What this task involves >> What is needed here is an exact copy of every entry.

[Extracted data entries]

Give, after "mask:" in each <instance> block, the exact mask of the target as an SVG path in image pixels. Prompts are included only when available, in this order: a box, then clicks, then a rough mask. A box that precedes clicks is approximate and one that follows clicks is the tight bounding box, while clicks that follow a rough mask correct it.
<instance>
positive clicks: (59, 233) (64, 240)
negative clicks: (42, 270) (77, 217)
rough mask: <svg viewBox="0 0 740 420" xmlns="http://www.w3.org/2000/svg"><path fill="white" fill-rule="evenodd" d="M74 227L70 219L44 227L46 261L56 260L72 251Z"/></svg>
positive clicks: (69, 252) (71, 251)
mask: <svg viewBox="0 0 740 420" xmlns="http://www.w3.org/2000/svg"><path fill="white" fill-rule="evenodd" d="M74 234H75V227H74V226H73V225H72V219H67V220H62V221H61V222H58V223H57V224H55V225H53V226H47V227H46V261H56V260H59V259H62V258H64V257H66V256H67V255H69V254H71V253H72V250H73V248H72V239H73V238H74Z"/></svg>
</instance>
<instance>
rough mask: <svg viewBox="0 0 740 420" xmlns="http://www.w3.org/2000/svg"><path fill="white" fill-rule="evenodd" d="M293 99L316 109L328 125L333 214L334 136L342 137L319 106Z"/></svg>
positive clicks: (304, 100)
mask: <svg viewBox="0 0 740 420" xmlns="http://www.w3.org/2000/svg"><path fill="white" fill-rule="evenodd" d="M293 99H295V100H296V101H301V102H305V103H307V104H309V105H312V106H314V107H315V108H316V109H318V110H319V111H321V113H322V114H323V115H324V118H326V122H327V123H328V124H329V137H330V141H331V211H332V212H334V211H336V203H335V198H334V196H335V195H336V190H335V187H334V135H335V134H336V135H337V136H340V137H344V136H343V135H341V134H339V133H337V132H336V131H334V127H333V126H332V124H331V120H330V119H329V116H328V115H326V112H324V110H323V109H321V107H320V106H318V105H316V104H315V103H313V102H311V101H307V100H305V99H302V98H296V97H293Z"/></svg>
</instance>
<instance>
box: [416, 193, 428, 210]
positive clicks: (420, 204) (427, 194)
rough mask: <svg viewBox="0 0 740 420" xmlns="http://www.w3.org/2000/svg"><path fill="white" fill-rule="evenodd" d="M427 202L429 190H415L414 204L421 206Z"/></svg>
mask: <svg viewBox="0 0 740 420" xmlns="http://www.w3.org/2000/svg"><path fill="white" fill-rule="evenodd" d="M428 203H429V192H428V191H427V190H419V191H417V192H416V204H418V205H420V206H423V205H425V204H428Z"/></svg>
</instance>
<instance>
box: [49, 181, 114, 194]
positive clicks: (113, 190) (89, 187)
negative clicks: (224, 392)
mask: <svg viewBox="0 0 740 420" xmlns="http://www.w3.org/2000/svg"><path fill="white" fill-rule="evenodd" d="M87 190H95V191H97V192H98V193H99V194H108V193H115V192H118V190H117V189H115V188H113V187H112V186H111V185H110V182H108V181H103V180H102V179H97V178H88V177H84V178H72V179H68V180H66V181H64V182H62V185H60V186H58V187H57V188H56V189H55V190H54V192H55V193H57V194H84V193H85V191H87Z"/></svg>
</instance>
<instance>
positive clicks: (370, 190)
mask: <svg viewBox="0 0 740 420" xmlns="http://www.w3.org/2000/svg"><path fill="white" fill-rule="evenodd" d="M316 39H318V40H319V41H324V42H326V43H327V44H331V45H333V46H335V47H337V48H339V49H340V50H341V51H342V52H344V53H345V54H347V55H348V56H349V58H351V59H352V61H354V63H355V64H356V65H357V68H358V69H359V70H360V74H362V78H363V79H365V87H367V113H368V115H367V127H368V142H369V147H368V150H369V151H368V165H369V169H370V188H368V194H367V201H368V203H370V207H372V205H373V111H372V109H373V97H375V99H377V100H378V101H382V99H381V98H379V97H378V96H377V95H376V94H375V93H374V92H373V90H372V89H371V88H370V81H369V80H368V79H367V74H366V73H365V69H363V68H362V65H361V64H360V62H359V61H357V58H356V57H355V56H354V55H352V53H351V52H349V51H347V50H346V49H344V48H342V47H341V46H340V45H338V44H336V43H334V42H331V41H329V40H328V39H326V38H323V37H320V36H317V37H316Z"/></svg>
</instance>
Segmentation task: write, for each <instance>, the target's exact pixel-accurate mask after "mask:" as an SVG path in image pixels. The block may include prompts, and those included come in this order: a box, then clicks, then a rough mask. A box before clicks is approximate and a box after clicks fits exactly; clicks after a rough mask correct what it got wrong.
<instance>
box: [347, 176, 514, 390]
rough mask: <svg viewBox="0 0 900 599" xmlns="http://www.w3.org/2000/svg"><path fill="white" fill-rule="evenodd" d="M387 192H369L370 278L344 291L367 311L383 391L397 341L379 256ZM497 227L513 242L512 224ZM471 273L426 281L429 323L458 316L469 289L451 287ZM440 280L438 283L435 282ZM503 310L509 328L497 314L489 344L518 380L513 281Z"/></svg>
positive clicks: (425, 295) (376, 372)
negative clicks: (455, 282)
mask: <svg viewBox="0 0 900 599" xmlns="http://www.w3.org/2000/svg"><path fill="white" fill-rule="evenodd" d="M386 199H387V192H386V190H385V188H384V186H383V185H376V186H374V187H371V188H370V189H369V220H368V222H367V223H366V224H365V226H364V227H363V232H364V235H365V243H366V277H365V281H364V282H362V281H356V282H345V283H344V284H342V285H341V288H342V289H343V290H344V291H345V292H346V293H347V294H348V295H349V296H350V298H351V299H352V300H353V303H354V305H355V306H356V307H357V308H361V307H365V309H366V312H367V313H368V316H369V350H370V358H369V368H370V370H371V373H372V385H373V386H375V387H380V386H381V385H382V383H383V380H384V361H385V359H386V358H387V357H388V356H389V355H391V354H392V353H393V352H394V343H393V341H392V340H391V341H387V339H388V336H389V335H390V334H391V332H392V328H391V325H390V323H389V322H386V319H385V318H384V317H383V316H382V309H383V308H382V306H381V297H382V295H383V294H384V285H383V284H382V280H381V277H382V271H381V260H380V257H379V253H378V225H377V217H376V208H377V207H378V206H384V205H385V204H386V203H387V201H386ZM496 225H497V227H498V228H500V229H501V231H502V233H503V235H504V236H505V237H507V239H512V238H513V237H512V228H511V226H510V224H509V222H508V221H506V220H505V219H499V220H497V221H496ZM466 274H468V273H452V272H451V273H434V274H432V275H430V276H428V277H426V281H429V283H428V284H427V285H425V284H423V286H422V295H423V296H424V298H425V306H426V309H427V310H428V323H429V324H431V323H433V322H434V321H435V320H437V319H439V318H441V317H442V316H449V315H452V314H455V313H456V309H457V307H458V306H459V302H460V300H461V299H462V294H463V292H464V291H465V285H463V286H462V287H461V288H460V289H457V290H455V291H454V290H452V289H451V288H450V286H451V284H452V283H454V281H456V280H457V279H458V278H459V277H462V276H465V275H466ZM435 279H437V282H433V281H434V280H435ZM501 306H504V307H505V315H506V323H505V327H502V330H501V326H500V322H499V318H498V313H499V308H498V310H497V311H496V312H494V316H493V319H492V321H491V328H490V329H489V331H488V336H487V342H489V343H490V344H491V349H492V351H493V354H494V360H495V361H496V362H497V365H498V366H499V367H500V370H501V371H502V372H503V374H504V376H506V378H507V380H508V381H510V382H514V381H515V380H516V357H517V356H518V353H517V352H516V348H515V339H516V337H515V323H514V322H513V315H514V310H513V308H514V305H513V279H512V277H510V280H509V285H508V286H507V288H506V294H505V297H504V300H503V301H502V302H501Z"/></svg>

Written reply >>
Give, after "mask:" in each <instance> block, the exact mask of the target as an SVG path in image pixels. Prompts are included only when available, in this order: a box, then clicks, then a rough mask. A box that precedes clicks is approximate and one that follows clicks is the tight bounding box, while clicks that follow a rough mask correct it.
<instance>
positive clicks: (59, 233) (64, 240)
negative clicks: (42, 270) (77, 217)
rough mask: <svg viewBox="0 0 740 420" xmlns="http://www.w3.org/2000/svg"><path fill="white" fill-rule="evenodd" d="M74 227L70 219L44 227L46 261L56 260L72 251Z"/></svg>
positive clicks: (69, 252) (71, 251)
mask: <svg viewBox="0 0 740 420" xmlns="http://www.w3.org/2000/svg"><path fill="white" fill-rule="evenodd" d="M74 234H75V227H74V226H73V225H72V219H67V220H62V221H61V222H58V223H57V224H55V225H53V226H47V227H46V261H56V260H59V259H62V258H64V257H66V256H67V255H69V254H71V253H72V250H73V248H72V239H73V238H74Z"/></svg>
</instance>
<instance>
rough mask: <svg viewBox="0 0 740 420" xmlns="http://www.w3.org/2000/svg"><path fill="white" fill-rule="evenodd" d="M293 99L316 109L328 125L333 214L334 136L342 137L319 106Z"/></svg>
positive clicks: (304, 100)
mask: <svg viewBox="0 0 740 420" xmlns="http://www.w3.org/2000/svg"><path fill="white" fill-rule="evenodd" d="M293 99H295V100H296V101H301V102H305V103H307V104H309V105H312V106H314V107H315V108H316V109H318V110H319V111H321V113H322V114H323V115H324V118H326V122H327V123H328V124H329V137H330V141H331V211H332V212H334V211H336V203H335V198H334V196H335V195H336V190H335V187H334V135H335V134H336V135H337V136H340V137H344V136H343V135H341V134H339V133H337V132H336V131H334V127H333V126H332V124H331V120H330V119H329V116H328V115H326V112H324V110H323V109H321V107H320V106H318V105H316V104H315V103H313V102H311V101H307V100H305V99H302V98H296V97H293Z"/></svg>
</instance>
<instance>
box: [416, 193, 428, 210]
positive clicks: (420, 204) (427, 194)
rough mask: <svg viewBox="0 0 740 420" xmlns="http://www.w3.org/2000/svg"><path fill="white" fill-rule="evenodd" d="M427 202L429 190H415L414 204L421 206Z"/></svg>
mask: <svg viewBox="0 0 740 420" xmlns="http://www.w3.org/2000/svg"><path fill="white" fill-rule="evenodd" d="M428 203H429V192H428V191H427V190H419V191H417V192H416V204H418V205H420V206H423V205H425V204H428Z"/></svg>
</instance>
<instance>
box: [49, 181, 114, 194]
positive clicks: (113, 190) (89, 187)
negative clicks: (224, 392)
mask: <svg viewBox="0 0 740 420" xmlns="http://www.w3.org/2000/svg"><path fill="white" fill-rule="evenodd" d="M87 190H95V191H97V192H98V193H99V194H108V193H115V192H118V190H117V189H115V188H113V187H112V186H111V185H110V182H108V181H103V180H102V179H97V178H88V177H84V178H72V179H68V180H66V181H64V182H62V185H60V186H58V187H57V188H56V189H55V190H54V192H55V193H57V194H84V193H85V191H87Z"/></svg>
</instance>
<instance>
positive clicks: (370, 190)
mask: <svg viewBox="0 0 740 420" xmlns="http://www.w3.org/2000/svg"><path fill="white" fill-rule="evenodd" d="M316 39H318V40H319V41H324V42H326V43H327V44H331V45H333V46H335V47H337V48H339V49H340V50H341V51H342V52H344V53H345V54H347V55H348V56H349V58H351V59H352V61H354V63H355V64H356V65H357V68H358V69H359V70H360V74H362V78H363V79H365V87H367V113H368V115H367V127H368V142H369V147H368V150H369V151H368V165H369V169H370V188H368V194H367V201H368V203H370V207H372V205H373V111H372V109H373V97H375V99H377V100H378V101H382V99H381V98H379V97H378V96H377V95H376V94H375V93H374V92H373V90H372V89H371V88H370V81H369V80H368V79H367V74H366V73H365V69H363V68H362V65H361V64H360V62H359V61H357V58H356V57H355V56H354V55H352V53H351V52H349V51H347V50H346V49H344V48H342V47H341V46H340V45H338V44H336V43H334V42H331V41H329V40H328V39H326V38H323V37H320V36H317V37H316Z"/></svg>
</instance>
Segmentation task: write, for each <instance>, the target's exact pixel-accurate mask after "mask:" as an SVG path in image pixels. The block may include prompts, and those included come in this order: a box, then clicks, then a rough mask. A box before clicks is approximate and a box after clicks fits exactly; clicks after a rough mask correct what it got wrong.
<instance>
box: [347, 176, 514, 390]
rough mask: <svg viewBox="0 0 900 599" xmlns="http://www.w3.org/2000/svg"><path fill="white" fill-rule="evenodd" d="M387 192H369L370 278L344 291L367 311L383 391L397 341L379 256ZM497 227L513 242L512 224ZM471 273L426 281L429 323L458 316L469 289L451 287ZM440 280L438 283L435 282ZM503 310L509 328L497 314L489 344L518 380L513 281Z"/></svg>
positive clicks: (425, 295) (376, 372)
negative clicks: (455, 282)
mask: <svg viewBox="0 0 900 599" xmlns="http://www.w3.org/2000/svg"><path fill="white" fill-rule="evenodd" d="M386 199H387V192H386V190H385V188H384V186H383V185H376V186H374V187H371V188H370V189H369V220H368V222H367V223H366V224H365V226H364V227H363V232H364V235H365V243H366V277H365V281H364V282H362V281H356V282H345V283H344V284H342V285H341V288H342V289H343V290H344V291H345V292H346V293H347V294H348V295H349V296H350V298H351V299H352V300H353V303H354V305H355V306H356V307H357V308H361V307H365V309H366V312H367V313H368V316H369V350H370V358H369V368H370V370H371V373H372V385H373V386H375V387H380V386H381V385H382V383H383V380H384V361H385V359H386V358H387V357H388V356H389V355H391V354H392V353H393V352H394V343H393V341H392V340H391V341H387V339H388V336H389V335H390V334H391V332H392V328H391V325H390V323H389V322H386V319H385V318H384V317H383V316H382V309H383V308H382V306H381V297H382V295H383V294H384V285H383V284H382V280H381V277H382V271H381V260H380V257H379V253H378V225H377V217H376V208H377V207H378V206H384V205H385V204H386V203H387V201H386ZM496 225H497V227H498V228H500V229H501V231H502V233H503V235H504V236H505V237H507V239H512V238H513V237H512V228H511V226H510V224H509V222H508V221H506V220H505V219H499V220H497V221H496ZM466 274H468V273H452V272H451V273H434V274H432V275H430V276H428V277H426V281H429V283H428V284H427V285H425V284H423V286H422V295H423V296H424V298H425V306H426V309H427V310H428V323H429V324H431V323H433V322H434V321H435V320H437V319H439V318H441V317H442V316H449V315H452V314H455V313H456V309H457V307H458V306H459V302H460V300H461V299H462V294H463V292H464V291H465V285H463V286H462V287H461V288H460V289H457V290H455V291H454V290H452V289H451V288H450V286H451V284H452V283H454V281H456V280H457V279H458V278H459V277H462V276H465V275H466ZM435 279H437V282H433V281H434V280H435ZM501 306H504V307H505V315H506V323H505V327H502V330H501V326H500V322H499V318H498V313H499V308H498V310H497V311H496V312H494V316H493V319H492V321H491V328H490V329H489V331H488V336H487V342H489V343H490V344H491V349H492V351H493V354H494V360H495V361H496V362H497V365H498V366H499V367H500V370H501V371H502V372H503V374H504V376H506V378H507V380H508V381H510V382H514V381H515V380H516V357H517V356H518V353H517V352H516V348H515V339H516V337H515V323H514V322H513V315H514V310H513V308H514V305H513V279H512V277H510V280H509V285H508V286H507V288H506V294H505V297H504V300H503V301H502V302H501Z"/></svg>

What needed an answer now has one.